Directive: Carry over every line between the lines holding "In this exercise you will indicate every instance of the maple" and "<point>444,59</point>", inclusive, unchanged except that 44 is added to each coordinate in the answers. Reproduce only those lines.

Available records:
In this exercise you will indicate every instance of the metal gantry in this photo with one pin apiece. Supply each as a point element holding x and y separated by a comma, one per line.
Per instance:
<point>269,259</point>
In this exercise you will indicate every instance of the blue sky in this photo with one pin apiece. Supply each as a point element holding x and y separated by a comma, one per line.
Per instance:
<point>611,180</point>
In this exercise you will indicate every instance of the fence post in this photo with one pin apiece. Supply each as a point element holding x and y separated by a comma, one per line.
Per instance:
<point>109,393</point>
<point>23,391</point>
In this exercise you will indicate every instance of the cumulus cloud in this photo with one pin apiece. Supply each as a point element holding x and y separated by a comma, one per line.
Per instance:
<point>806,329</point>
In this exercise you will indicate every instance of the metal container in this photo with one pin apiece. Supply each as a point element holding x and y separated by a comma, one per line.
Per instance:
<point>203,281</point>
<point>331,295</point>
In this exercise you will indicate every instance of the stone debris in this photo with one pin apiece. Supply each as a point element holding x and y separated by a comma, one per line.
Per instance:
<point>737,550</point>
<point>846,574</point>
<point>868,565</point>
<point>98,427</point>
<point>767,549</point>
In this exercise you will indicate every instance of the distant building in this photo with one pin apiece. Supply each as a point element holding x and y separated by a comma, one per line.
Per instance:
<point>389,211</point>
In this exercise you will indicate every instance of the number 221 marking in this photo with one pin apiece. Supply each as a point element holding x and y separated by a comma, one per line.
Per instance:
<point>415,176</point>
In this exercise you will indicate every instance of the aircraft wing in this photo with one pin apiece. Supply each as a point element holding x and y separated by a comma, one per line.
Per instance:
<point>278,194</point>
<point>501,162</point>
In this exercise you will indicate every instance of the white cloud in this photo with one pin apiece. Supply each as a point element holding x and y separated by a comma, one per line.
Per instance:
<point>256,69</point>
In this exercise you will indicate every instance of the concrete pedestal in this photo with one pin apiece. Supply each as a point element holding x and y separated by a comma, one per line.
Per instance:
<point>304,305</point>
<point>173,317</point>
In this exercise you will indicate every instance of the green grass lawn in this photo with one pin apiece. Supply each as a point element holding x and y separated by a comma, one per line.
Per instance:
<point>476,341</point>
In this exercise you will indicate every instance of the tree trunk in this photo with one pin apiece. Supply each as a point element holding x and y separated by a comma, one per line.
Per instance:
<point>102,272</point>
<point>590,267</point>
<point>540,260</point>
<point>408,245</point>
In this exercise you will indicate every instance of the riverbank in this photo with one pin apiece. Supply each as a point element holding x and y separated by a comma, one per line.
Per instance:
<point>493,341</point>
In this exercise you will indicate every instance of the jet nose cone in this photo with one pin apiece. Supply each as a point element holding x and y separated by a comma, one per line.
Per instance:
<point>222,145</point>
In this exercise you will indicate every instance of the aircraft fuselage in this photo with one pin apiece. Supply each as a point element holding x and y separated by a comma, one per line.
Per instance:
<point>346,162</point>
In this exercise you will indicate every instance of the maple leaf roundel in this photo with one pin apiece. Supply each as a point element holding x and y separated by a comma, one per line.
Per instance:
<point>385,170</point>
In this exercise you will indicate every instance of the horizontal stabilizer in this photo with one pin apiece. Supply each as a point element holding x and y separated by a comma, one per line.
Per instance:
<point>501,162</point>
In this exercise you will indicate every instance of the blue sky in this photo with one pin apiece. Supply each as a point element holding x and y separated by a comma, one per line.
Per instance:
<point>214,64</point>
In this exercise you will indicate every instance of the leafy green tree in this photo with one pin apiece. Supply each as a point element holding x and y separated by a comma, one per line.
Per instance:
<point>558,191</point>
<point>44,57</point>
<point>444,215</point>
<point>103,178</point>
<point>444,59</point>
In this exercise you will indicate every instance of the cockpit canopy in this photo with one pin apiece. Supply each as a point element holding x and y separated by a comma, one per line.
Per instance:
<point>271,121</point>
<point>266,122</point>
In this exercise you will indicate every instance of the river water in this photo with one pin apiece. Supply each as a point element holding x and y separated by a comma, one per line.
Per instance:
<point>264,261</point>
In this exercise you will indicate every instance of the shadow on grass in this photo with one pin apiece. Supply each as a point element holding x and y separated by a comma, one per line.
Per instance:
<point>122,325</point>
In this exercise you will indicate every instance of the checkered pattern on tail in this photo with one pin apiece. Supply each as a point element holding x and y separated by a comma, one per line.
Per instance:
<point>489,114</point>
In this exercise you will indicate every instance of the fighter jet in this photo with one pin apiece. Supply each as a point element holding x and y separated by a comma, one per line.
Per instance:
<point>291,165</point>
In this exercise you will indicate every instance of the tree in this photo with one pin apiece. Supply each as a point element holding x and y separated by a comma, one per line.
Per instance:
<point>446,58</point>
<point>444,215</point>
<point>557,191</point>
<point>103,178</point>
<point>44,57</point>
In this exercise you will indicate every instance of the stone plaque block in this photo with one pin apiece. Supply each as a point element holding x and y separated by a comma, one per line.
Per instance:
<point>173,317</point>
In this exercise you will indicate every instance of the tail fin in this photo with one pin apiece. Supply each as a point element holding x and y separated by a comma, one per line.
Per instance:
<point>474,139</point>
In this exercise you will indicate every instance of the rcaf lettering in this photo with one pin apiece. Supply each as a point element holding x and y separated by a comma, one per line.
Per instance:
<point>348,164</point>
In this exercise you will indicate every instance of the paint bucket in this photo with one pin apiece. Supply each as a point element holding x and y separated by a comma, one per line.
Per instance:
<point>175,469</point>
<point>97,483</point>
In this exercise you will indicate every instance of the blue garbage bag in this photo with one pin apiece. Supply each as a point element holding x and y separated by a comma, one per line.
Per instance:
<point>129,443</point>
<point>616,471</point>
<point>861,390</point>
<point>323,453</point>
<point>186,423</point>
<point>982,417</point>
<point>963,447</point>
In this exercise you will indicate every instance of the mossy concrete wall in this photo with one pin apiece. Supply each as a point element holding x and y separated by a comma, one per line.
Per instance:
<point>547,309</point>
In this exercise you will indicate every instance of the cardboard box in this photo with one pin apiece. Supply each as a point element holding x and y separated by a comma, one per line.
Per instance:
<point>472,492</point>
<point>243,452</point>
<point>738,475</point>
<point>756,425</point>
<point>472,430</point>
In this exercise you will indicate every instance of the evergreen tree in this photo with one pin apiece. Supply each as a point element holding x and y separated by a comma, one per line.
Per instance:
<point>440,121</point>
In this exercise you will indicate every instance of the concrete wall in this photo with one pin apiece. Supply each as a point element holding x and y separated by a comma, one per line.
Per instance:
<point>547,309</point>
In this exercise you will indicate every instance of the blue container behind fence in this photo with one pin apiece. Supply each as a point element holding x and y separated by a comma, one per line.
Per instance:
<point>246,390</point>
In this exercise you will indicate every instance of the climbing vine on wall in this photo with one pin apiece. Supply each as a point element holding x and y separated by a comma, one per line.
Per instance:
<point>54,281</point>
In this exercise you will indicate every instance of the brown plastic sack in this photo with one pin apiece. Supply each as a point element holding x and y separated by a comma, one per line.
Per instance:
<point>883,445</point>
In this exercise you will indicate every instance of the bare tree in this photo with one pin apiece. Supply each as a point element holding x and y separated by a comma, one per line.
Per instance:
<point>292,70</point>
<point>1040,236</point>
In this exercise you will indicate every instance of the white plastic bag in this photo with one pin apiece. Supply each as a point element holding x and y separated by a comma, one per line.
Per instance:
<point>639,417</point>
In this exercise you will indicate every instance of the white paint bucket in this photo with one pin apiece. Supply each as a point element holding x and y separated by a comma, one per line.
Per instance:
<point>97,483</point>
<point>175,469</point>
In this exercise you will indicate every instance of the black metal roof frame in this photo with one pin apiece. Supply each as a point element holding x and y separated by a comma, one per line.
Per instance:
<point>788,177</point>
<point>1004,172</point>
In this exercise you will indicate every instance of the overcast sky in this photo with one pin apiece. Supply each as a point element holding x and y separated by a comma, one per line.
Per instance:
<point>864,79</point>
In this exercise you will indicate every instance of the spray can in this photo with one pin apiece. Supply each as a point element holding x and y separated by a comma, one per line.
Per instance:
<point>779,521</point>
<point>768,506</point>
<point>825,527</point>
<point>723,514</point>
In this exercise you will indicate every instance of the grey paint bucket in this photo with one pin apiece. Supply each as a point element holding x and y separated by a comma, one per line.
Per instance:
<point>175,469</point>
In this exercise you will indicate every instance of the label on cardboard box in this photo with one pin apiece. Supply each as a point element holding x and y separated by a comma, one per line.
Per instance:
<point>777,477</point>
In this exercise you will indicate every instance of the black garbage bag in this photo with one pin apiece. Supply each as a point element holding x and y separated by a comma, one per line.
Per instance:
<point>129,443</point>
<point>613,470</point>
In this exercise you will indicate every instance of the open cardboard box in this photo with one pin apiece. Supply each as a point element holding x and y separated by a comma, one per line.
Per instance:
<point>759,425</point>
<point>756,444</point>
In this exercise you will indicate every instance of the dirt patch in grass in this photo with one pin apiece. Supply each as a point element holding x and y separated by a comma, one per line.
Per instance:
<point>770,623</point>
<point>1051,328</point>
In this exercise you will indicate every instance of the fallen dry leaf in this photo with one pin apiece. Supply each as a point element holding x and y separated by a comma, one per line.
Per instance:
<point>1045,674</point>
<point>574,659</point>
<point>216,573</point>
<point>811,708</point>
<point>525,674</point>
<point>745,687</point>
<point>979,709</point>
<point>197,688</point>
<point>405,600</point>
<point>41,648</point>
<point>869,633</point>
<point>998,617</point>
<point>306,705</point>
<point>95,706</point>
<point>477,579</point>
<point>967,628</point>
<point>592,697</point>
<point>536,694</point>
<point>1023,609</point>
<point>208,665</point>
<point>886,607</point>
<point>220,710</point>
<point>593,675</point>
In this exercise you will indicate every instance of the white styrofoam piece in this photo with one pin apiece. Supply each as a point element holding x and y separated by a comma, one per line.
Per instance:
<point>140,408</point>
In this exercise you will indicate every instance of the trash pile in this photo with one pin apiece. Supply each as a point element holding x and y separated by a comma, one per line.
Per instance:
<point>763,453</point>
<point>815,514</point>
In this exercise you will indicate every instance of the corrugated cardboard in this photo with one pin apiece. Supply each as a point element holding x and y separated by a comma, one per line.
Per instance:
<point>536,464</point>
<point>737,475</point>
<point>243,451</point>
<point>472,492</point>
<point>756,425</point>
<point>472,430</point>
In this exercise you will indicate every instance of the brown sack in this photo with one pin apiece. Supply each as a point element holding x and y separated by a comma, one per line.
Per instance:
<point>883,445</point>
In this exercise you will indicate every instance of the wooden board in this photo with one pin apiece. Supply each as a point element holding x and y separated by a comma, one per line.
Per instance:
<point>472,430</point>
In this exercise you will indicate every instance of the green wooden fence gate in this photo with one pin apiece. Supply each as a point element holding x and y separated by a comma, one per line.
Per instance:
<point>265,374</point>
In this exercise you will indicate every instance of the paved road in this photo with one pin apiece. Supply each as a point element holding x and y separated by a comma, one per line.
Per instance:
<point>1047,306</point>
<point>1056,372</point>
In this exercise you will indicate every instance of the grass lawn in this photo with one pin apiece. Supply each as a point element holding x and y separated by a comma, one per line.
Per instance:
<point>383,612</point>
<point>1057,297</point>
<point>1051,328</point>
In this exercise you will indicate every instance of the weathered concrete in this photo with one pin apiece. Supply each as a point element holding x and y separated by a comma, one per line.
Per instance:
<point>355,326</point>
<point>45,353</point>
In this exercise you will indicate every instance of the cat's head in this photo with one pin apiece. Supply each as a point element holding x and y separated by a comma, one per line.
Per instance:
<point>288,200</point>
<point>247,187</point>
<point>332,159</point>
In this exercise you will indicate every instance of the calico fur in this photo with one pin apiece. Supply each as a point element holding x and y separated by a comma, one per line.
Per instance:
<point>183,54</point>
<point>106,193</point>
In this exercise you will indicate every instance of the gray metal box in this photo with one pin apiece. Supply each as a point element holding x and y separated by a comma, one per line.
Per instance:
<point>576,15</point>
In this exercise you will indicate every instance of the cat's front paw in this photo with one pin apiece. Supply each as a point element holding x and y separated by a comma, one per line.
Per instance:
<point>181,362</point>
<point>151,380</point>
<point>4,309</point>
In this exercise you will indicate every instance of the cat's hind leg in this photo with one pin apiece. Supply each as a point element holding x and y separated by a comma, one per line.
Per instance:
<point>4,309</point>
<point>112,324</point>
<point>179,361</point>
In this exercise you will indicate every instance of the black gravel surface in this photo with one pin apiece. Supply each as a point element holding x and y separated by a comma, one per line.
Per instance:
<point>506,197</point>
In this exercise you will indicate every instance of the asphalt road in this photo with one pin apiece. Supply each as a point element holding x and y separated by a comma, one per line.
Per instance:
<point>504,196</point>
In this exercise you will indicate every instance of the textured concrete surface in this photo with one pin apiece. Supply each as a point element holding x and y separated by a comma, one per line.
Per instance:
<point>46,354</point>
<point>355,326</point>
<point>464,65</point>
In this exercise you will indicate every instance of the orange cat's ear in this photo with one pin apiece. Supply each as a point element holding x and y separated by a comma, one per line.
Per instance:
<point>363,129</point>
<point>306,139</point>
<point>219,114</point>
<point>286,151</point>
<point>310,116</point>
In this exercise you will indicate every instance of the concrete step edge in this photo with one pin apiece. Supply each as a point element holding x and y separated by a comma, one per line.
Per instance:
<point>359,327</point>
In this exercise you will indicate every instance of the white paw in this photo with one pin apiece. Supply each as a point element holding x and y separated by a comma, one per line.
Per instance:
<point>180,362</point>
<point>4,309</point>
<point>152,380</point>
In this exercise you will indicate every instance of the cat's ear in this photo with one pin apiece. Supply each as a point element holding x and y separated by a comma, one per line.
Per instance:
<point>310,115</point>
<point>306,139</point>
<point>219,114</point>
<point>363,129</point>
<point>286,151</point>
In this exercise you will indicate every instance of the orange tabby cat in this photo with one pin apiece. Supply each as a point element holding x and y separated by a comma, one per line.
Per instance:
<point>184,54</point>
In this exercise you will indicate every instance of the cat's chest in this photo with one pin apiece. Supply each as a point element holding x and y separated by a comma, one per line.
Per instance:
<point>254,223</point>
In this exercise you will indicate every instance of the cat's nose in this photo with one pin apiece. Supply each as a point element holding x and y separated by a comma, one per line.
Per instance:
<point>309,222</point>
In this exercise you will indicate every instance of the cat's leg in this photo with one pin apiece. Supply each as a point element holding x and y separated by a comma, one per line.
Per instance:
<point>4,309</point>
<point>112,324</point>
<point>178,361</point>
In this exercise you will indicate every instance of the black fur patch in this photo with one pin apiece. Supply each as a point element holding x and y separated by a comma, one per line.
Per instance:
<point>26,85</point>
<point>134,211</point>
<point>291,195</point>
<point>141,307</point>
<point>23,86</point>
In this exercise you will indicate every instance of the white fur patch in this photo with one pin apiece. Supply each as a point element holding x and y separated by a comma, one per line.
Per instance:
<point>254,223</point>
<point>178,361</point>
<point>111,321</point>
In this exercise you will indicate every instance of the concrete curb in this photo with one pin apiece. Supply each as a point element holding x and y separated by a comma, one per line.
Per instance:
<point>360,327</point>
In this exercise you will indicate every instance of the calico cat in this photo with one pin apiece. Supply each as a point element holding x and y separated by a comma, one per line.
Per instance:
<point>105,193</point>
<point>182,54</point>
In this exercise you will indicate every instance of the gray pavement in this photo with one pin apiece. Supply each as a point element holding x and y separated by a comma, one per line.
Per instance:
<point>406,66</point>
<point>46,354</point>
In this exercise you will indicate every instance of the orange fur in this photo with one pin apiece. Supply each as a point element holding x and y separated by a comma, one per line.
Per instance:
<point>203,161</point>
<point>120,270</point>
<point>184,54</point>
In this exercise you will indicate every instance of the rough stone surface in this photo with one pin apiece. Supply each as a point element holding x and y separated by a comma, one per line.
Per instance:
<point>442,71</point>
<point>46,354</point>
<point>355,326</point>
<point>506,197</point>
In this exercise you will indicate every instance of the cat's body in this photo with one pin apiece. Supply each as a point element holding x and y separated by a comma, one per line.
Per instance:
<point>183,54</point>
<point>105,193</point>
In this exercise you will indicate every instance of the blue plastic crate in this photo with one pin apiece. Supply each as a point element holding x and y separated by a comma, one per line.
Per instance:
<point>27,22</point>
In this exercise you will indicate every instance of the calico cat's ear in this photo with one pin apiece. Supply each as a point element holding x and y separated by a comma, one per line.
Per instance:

Problem solution:
In this exercise you will indicate every instance of the maple leaf roundel in this photo with one pin apiece. Supply each as a point element holding x and y separated by a comma, one per line.
Per instance:
<point>429,214</point>
In this exercise you will indicate every instance of the horizontal stabilizer in this photo with one pin apiece. Supply each as a point element holding x and y separated by a comma, one per line.
Per instance:
<point>545,206</point>
In this exercise you will indicate every instance of the blue sky in this photo with one pin apiece. Supply each as a point element holding x and y separated by a comma, one per line.
Per instance:
<point>258,108</point>
In this exercise you will indicate every instance of the leafy green tree in this photo with one pin apiece. Supply each as a point element holding x and y separated by a comma, one per line.
Per instance:
<point>602,235</point>
<point>88,101</point>
<point>488,259</point>
<point>147,222</point>
<point>488,103</point>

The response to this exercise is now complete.